Stated goal ->
Exactly reproduce the lines from the one holding "of the jacket" through the final line of the listing below, with both ends included and nothing else.

(Object position labeling entries)
:::

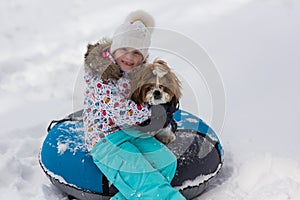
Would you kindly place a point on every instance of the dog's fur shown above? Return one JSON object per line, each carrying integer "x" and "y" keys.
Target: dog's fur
{"x": 156, "y": 84}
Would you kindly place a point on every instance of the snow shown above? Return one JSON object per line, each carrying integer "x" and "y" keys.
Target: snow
{"x": 254, "y": 44}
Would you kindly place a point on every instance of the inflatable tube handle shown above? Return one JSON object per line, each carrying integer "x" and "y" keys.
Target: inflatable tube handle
{"x": 54, "y": 122}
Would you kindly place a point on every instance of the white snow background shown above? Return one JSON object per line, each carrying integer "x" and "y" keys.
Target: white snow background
{"x": 255, "y": 45}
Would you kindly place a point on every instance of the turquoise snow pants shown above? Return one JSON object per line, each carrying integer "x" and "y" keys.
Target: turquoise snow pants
{"x": 138, "y": 165}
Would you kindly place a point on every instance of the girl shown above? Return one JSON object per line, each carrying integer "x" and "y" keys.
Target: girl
{"x": 138, "y": 165}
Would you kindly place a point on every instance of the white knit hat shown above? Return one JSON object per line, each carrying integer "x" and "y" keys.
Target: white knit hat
{"x": 135, "y": 32}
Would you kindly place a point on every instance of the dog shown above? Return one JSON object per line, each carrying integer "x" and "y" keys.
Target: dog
{"x": 156, "y": 84}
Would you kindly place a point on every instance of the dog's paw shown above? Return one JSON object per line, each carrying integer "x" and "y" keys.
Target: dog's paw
{"x": 165, "y": 136}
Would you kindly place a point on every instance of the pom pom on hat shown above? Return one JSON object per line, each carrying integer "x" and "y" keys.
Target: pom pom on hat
{"x": 135, "y": 32}
{"x": 142, "y": 16}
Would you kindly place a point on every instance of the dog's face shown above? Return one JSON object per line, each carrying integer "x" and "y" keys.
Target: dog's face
{"x": 156, "y": 84}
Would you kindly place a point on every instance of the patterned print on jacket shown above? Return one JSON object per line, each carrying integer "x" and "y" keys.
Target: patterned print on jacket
{"x": 107, "y": 108}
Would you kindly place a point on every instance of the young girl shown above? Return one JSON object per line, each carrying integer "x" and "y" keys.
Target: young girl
{"x": 137, "y": 164}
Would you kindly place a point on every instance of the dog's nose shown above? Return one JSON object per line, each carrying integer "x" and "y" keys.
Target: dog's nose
{"x": 157, "y": 94}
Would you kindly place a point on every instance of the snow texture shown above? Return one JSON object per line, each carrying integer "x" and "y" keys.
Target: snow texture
{"x": 255, "y": 45}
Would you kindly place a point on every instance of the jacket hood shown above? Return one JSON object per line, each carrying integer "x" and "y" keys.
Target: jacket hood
{"x": 97, "y": 62}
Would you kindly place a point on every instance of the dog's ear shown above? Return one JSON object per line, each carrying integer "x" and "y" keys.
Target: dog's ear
{"x": 136, "y": 96}
{"x": 90, "y": 47}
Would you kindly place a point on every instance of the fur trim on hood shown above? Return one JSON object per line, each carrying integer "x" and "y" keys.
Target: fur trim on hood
{"x": 96, "y": 63}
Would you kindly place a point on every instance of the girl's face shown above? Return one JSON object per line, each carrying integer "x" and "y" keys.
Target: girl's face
{"x": 128, "y": 58}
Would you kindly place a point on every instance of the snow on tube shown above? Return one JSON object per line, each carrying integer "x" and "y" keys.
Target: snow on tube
{"x": 67, "y": 163}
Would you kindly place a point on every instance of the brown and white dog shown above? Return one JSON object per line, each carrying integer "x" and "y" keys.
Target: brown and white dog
{"x": 156, "y": 84}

:::

Answer below ->
Would you kindly place a point on every instance of the jacket hood shown above? Return one JSON object per line, each carrying integer "x" and "y" keys.
Target: jacket hood
{"x": 97, "y": 62}
Would you kindly place a point on every instance of the dog's ear shown above? Return one JSON object per line, each carrying integer "x" and "y" keys.
Target: dog's ear
{"x": 136, "y": 96}
{"x": 90, "y": 47}
Would you kindly place a point on every instance of the fur trim on hood shown above? Return one JSON object per line, each carrying integer "x" and "y" keys.
Target: fur trim on hood
{"x": 96, "y": 63}
Would you kindly place a point on every instance of the girl's face shown above? Return one JSON object per line, each carrying integer "x" and "y" keys.
Target: girl's face
{"x": 128, "y": 58}
Would you kindly place a point on every instance of the snow on tube shown above? Return one JSON object per line, each carrying integer "x" and "y" keys.
Target: snow on tube
{"x": 67, "y": 163}
Would you kindly place a point on every instance of the brown and white dog shown above? Return one JSON object per line, each carrying integer "x" and "y" keys.
Target: brown and white dog
{"x": 156, "y": 84}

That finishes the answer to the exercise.